What to do » Down to the last character, write out the records below.

Listed records »

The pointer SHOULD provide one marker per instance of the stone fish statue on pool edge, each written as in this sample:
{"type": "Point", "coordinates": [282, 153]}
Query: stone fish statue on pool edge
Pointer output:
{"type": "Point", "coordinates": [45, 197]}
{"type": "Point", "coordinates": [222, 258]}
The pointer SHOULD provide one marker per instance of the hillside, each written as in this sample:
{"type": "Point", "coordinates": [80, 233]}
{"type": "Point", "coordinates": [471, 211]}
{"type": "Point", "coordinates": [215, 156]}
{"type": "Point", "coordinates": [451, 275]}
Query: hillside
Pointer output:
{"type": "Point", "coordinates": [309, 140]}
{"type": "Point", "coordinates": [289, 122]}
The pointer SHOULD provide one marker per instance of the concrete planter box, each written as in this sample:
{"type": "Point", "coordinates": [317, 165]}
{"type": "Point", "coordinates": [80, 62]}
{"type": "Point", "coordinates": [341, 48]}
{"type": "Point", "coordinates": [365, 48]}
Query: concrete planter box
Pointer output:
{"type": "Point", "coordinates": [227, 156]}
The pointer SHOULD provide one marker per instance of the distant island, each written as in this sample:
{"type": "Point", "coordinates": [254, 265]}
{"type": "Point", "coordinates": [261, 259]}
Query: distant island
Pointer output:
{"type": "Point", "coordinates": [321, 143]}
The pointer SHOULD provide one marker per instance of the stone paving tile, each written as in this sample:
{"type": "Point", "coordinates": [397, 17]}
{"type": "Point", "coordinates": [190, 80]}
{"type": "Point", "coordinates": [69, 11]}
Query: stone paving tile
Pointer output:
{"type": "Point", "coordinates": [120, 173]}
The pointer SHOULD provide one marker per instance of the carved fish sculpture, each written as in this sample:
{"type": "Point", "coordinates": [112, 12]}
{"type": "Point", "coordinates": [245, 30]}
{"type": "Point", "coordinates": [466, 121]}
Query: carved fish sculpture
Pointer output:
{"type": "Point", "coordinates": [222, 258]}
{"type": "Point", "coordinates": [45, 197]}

Exercise answer »
The pointer SHOULD provide one marker per instance of the stone fish statue on pool edge, each written as in this sample:
{"type": "Point", "coordinates": [282, 153]}
Query: stone fish statue on pool edge
Pointer output:
{"type": "Point", "coordinates": [45, 197]}
{"type": "Point", "coordinates": [222, 258]}
The pointer SHOULD provide one marker per instance of the hillside, each written as in this sample:
{"type": "Point", "coordinates": [80, 233]}
{"type": "Point", "coordinates": [471, 211]}
{"type": "Point", "coordinates": [215, 156]}
{"type": "Point", "coordinates": [451, 275]}
Query: hillside
Pointer output:
{"type": "Point", "coordinates": [309, 140]}
{"type": "Point", "coordinates": [289, 122]}
The pointer SHOULD provide one marker per instance of the concrete planter box, each written as in this sample:
{"type": "Point", "coordinates": [317, 165]}
{"type": "Point", "coordinates": [80, 62]}
{"type": "Point", "coordinates": [341, 48]}
{"type": "Point", "coordinates": [365, 48]}
Query: concrete planter box
Pointer output:
{"type": "Point", "coordinates": [227, 156]}
The pointer SHOULD provide one marker per instance of the distant island, each written as in this sample:
{"type": "Point", "coordinates": [254, 265]}
{"type": "Point", "coordinates": [261, 259]}
Query: distant island
Pointer output:
{"type": "Point", "coordinates": [321, 143]}
The pointer SHOULD provide one marker per instance of the stone paving tile, each written as in this sample:
{"type": "Point", "coordinates": [397, 17]}
{"type": "Point", "coordinates": [190, 80]}
{"type": "Point", "coordinates": [69, 11]}
Query: stone paving tile
Pointer output:
{"type": "Point", "coordinates": [120, 173]}
The pointer SHOULD provide one marker per instance of the carved fish sculpture, each written as in this sample:
{"type": "Point", "coordinates": [112, 12]}
{"type": "Point", "coordinates": [245, 30]}
{"type": "Point", "coordinates": [466, 121]}
Query: carved fish sculpture
Pointer output:
{"type": "Point", "coordinates": [222, 258]}
{"type": "Point", "coordinates": [45, 197]}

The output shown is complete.